# Passage shown
Re: Should python-2 be supported in Spark 3.0?

2019-05-29 Thread Sean Owen
Deprecated -- certainly and sooner than later.
I don't have a good sense of the overhead of continuing to support
Python 2; is it large enough to consider dropping it in Spark 3.0?

On Wed, May 29, 2019 at 11:47 PM Xiangrui Meng  wrote:
>
> Hi all,
>
> I want to revive this old thread since no action was taken so far. If we plan 
> to mark Python 2 as deprecated in Spark 3.0, we should do it as early as 
> possible and let users know ahead. PySpark depends on Python, numpy, pandas, 
> and pyarrow, all of which are sunsetting Python 2 support by 2020/01/01 per 
> https://python3statement.org/. At that time we cannot really support Python 2 
> because the dependent libraries do not plan to make new releases, even for 
> security reasons. So I suggest the following:
>
> 1. Update Spark website and state that Python 2 is deprecated in Spark 3.0 
> and its support will be removed in a release after 2020/01/01.
> 2. Make a formal announcement to dev@ and users@.
> 3. Add Apache Spark project to https://python3statement.org/ timeline.
> 4. Update PySpark, check python version and print a deprecation warning if 
> version < 3.
>
> Any thoughts and suggestions?

# Information supplied
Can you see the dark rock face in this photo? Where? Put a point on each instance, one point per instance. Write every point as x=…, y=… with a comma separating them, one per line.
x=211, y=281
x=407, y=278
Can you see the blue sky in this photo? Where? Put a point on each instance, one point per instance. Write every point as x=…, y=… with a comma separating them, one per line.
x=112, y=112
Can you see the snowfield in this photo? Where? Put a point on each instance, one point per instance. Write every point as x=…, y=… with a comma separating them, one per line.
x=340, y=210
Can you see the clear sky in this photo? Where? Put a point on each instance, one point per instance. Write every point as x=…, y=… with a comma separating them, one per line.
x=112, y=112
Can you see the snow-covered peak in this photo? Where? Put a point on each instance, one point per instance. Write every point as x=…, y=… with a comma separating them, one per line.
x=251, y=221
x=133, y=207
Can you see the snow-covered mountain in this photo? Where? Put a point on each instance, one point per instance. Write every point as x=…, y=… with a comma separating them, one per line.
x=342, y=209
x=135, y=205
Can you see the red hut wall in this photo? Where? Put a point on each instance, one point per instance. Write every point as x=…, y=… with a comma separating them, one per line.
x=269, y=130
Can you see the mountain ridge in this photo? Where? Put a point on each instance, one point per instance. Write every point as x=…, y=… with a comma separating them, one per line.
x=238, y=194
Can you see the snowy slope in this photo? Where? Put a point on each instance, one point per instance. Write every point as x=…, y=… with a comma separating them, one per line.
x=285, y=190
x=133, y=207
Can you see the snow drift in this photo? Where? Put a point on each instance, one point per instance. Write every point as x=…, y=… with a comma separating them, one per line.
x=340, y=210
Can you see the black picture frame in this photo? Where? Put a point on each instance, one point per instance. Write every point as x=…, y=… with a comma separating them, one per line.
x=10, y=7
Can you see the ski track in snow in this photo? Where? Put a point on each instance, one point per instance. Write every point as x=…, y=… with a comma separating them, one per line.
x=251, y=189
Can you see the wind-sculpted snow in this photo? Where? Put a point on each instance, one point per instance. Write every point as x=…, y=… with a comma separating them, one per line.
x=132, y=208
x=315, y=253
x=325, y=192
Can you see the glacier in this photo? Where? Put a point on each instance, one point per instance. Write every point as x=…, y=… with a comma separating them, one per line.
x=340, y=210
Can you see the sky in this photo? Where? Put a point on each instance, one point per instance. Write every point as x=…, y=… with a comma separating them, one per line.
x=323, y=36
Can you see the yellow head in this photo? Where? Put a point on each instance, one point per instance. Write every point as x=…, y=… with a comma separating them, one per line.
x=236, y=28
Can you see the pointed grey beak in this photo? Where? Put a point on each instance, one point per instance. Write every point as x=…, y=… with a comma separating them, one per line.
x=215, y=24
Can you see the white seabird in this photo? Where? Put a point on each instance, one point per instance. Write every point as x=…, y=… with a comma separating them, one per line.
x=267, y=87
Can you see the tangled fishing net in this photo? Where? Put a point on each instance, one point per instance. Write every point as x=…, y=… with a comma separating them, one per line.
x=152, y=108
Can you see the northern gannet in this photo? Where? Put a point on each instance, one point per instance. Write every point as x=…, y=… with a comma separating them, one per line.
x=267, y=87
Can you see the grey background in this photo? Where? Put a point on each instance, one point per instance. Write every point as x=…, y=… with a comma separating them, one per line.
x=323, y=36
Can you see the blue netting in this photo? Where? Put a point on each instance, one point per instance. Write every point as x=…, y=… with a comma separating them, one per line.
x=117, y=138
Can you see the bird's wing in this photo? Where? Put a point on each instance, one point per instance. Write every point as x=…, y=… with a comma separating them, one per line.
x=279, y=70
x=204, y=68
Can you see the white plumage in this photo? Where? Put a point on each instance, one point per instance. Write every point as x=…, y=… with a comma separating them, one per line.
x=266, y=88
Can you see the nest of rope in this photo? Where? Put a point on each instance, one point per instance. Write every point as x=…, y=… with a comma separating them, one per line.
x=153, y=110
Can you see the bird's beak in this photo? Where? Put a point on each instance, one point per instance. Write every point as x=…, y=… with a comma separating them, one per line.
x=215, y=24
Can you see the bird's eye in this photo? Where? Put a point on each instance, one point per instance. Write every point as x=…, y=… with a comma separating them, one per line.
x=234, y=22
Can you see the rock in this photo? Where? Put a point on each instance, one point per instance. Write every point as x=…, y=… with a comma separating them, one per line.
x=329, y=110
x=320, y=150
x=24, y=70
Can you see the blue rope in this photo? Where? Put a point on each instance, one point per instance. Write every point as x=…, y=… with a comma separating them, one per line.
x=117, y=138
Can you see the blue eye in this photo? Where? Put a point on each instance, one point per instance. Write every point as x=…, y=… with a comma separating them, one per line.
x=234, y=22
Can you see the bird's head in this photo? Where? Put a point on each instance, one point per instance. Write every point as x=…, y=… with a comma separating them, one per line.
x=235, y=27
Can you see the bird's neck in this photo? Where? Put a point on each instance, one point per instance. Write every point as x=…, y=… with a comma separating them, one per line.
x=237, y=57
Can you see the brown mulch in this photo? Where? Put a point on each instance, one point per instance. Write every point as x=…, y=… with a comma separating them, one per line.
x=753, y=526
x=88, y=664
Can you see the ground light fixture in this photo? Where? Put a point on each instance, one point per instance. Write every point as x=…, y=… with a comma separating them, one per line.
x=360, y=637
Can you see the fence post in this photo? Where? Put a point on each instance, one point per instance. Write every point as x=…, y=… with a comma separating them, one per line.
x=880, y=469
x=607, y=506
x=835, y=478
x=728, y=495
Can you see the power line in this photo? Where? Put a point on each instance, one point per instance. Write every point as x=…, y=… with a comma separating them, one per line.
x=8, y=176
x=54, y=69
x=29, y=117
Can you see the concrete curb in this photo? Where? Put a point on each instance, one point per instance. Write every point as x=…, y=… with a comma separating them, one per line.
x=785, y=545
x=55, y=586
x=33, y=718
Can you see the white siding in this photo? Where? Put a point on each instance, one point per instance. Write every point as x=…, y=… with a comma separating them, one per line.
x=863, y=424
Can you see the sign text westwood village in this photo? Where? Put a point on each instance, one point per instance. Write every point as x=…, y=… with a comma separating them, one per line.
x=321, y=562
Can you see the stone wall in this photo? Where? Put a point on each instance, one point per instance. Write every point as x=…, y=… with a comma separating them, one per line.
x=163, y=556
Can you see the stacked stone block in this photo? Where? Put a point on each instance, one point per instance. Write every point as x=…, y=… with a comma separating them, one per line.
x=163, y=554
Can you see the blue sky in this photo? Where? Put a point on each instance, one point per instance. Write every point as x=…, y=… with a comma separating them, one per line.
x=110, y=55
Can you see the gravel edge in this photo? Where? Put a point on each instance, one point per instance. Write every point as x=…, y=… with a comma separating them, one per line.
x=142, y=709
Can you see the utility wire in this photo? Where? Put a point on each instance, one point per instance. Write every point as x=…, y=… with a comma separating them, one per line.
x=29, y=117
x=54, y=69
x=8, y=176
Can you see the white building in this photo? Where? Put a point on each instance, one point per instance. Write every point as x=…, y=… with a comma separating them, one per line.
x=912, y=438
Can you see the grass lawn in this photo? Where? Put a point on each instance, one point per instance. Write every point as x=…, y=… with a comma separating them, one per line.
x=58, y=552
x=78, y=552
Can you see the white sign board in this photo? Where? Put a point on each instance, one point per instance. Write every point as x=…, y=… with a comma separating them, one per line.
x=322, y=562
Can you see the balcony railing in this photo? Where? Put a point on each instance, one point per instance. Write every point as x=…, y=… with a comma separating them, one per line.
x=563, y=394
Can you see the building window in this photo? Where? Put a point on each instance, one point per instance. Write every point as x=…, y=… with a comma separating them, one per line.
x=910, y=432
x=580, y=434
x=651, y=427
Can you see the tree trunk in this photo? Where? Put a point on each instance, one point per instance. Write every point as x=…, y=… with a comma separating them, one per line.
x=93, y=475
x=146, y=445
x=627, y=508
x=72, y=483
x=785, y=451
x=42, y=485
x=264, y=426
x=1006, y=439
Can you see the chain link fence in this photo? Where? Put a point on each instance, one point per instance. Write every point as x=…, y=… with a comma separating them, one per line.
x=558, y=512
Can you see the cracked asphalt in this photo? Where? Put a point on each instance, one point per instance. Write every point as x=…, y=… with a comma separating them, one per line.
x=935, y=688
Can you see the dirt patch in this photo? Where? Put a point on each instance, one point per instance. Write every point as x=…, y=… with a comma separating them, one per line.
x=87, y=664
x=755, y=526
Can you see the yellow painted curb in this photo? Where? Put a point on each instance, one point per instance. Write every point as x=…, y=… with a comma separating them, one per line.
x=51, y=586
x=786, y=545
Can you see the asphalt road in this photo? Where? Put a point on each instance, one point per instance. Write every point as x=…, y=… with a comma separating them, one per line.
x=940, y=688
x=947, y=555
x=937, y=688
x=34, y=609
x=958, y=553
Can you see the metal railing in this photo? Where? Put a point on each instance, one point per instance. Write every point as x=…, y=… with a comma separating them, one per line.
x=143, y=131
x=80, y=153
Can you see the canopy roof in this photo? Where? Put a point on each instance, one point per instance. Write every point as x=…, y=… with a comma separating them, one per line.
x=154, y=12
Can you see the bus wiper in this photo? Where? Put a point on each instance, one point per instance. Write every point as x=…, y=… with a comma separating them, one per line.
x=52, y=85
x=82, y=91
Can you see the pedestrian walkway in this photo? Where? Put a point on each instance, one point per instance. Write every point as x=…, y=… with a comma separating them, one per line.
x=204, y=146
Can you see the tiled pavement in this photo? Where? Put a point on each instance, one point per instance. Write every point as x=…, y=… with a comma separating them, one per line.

# Requirement 1
In the Python 2 thread, retype the text that begins at the words "2019-05-29 Thread Sean" and stops after "it in Spark 3.0?".
# Requirement 2
In the Python 2 thread, by what date are PySpark's dependencies ending Python 2 support?
# Requirement 3
List everything the Python 2 thread names as something PySpark depends on.
The material above comes from a separate source.

# Right answer 1
2019-05-29 Thread Sean Owen
Deprecated -- certainly and sooner than later.
I don't have a good sense of the overhead of continuing to support
Python 2; is it large enough to consider dropping it in Spark 3.0?

# Right answer 2
2020/01/01

# Right answer 3
Python, numpy, pandas, pyarrow